* YOUR TASK
Convert the rows below into a Markdown table with the columns No. and Text, giving each line its number and leaving out blank lines. Leave the pictures out of the answer.

======== GIVEN ENTRIES ========

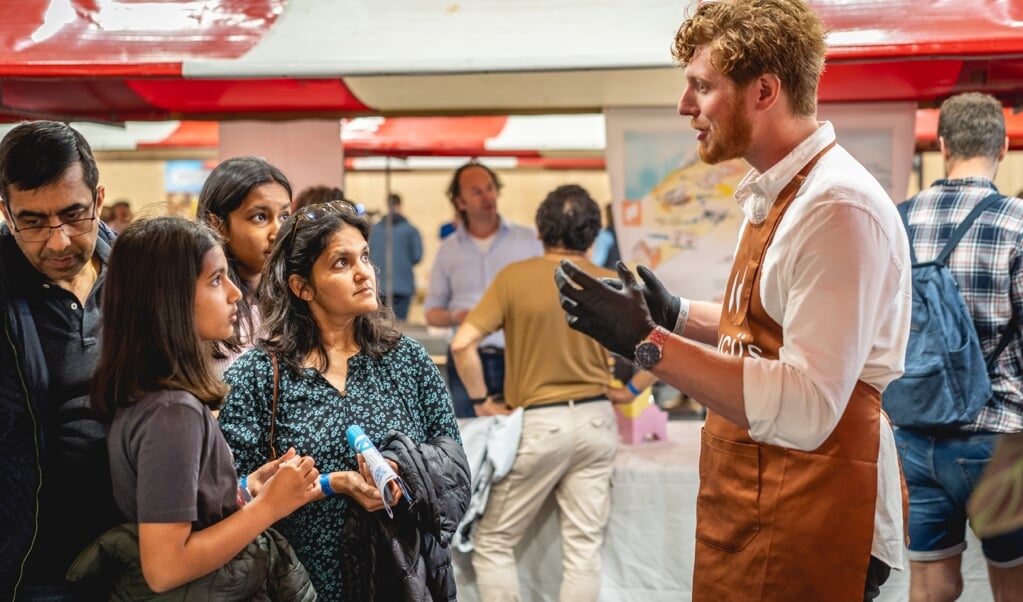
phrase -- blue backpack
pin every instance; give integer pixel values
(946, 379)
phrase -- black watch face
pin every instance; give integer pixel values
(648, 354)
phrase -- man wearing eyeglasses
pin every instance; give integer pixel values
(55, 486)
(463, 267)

========

* SOLUTION FOR THIS TASK
| No. | Text |
|---|---|
| 1 | phrase -- blue backpack |
| 2 | pin every instance; give integer pixel values |
| 3 | (946, 379) |
| 4 | phrase -- black watch face |
| 5 | pin every instance; give integer pixel values |
| 6 | (648, 354) |
| 7 | phrase -- man wearing eyeglasses |
| 8 | pin every instance; give integer pixel values |
| 9 | (55, 486) |
| 10 | (463, 267) |